* Set problem A *
In the Spark memory thread below, do the following statements agree with the text? (i) The executor stopped with exit code 137. (ii) The job finished successfully once executor memory reached 12G. (iii) Setting spark.executor.memoryOverhead to 2G let the job finish. For each, answer yes or no and quote the words from the text that decide it.

____________________

If someone can explain the same it would be very helpful/ or guide me to the resources where I can find the info on the same
fuyichengccc
@fuyichengccc

I ran a spark job which failed for the reason

The executor with id 2 exited with exit code 137.
The API gave the following brief reason: N/A
The API gave the following message: N/A
The API gave the following container statuses:
     container name: spark-kubernetes-executor
     container image: nydsjhub.com/spark/spark:v1.0
     container state: terminated
     container started at: 2019-08-20T06:45:15Z
     container finished at: 2019-08-20T09:34:34Z
     exit code: 137
     termination reason: OOMKilled

it implied the oom exception happened on executor 2, but then i check the log of executor 2, it showed that this executor has lots of free memory and i can't find any oom exception related to code. Later, i increase executor-memory from 8G, then the job can only finish successfully when executor-memory is increased to 16G. so, i don't want to do this because i think 8G is sufficient for this job according to my experience. Finally, I set spark.executor.memoryOverhead to 2G manually, and this job can also finish successfully. I searched a lot but still can't understand the effect of this conf spark.executor.memoryOverhead and i have never set this during my previous job. Is any one can help me understand it?

PhillHenry
@PhillHenry
@fuyichengccc Sounds like a Kubernetes issues rather than Spark (caveat: I don't know much about Kubernetes).
Are you sure that what's running on Kubernetes is not exceeding the limits that Kubernetes sets?
Adi Polak
@AdiPolak_twitter
@fuyichengccc can you find the logs of the K8s node itself? it might limit the memory there. you can check the yaml file to see what resources this app requested was to begin with
@fuyichengccc another way to think about it is - how much memory does the storage memory,the execution memory and the stack itself memory. you can change it viaspark.memory.fraction . I hope it helps. I had a similer issues and changing the fraction helped me solve it
fuyichengccc
@fuyichengccc

hey @PhillHenry @AdiPolak_twitter thanks for your advice, I check the description of the executor pod, it shows that the limit memory is the same as therequest memory, i find some documents say that the OOMKIlled happend when the request memory exceed limit memory. I don't know why the request memory would exceed limit memory on spark executor , and i tried my best to find ways to set limit memory more size than request memory but it seems no way.

____________________

* Set problem B *
Write out the records as a numbered list, from the line containing "label the snow-covered roof, a" through the end of the records, leaving out any blank lines.

* Material to process *
____________________

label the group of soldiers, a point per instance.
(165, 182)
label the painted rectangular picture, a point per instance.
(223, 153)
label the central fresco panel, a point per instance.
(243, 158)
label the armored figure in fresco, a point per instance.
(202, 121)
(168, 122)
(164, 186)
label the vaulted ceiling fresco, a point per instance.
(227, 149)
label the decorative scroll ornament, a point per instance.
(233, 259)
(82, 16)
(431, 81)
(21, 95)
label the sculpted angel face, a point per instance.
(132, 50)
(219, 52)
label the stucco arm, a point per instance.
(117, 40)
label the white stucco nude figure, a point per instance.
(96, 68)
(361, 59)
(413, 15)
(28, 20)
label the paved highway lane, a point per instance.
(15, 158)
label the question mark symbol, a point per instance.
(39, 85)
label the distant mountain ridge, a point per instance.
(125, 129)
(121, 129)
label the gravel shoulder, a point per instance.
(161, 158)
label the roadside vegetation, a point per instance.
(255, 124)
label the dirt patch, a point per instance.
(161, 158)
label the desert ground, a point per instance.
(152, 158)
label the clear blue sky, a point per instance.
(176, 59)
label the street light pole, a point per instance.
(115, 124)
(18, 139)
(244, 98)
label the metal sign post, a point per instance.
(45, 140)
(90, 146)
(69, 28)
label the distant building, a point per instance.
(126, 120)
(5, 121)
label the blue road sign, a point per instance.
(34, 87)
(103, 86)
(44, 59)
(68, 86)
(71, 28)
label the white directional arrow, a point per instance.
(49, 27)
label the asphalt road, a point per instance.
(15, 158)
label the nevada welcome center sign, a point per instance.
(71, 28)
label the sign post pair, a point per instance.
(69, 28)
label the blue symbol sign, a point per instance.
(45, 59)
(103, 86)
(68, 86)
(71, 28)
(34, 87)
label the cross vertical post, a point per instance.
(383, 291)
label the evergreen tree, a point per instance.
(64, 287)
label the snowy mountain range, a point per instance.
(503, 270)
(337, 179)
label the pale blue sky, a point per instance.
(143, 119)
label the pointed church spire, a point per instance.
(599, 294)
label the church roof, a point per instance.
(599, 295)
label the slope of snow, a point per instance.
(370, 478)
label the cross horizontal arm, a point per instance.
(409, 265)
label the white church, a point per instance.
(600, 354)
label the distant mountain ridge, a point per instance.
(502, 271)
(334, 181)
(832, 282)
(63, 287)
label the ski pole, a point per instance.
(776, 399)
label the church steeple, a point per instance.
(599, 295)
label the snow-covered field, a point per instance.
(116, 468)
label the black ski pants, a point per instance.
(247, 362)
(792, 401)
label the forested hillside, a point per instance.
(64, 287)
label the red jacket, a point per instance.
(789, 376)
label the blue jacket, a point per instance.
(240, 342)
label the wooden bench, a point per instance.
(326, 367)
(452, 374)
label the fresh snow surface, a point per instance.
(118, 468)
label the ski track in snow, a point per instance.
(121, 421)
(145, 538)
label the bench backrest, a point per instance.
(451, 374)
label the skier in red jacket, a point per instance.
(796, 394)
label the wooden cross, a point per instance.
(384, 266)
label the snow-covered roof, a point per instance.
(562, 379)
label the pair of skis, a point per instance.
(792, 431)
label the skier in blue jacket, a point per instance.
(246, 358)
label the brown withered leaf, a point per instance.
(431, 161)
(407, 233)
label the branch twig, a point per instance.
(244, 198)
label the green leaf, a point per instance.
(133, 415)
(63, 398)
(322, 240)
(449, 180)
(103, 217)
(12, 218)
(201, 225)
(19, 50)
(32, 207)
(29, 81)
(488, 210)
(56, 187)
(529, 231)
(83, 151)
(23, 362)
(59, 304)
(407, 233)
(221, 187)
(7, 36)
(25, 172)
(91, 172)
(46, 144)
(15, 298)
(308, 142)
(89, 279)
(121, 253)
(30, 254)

____________________

* Worked answer A *
(i) Yes: "The executor with id 2 exited with exit code 137."
(ii) No: "the job can only finish successfully when executor-memory is increased to 16G"
(iii) Yes: "Finally, I set spark.executor.memoryOverhead to 2G manually, and this job can also finish successfully."

* Worked answer B *
1. label the snow-covered roof, a point per instance.
2. (562, 379)
3. label the pair of skis, a point per instance.
4. (792, 431)
5. label the skier in blue jacket, a point per instance.
6. (246, 358)
7. label the brown withered leaf, a point per instance.
8. (431, 161)
9. (407, 233)
10. label the branch twig, a point per instance.
11. (244, 198)
12. label the green leaf, a point per instance.
13. (133, 415)
14. (63, 398)
15. (322, 240)
16. (449, 180)
17. (103, 217)
18. (12, 218)
19. (201, 225)
20. (19, 50)
21. (32, 207)
22. (29, 81)
23. (488, 210)
24. (56, 187)
25. (529, 231)
26. (83, 151)
27. (23, 362)
28. (59, 304)
29. (407, 233)
30. (221, 187)
31. (7, 36)
32. (25, 172)
33. (91, 172)
34. (46, 144)
35. (15, 298)
36. (308, 142)
37. (89, 279)
38. (121, 253)
39. (30, 254)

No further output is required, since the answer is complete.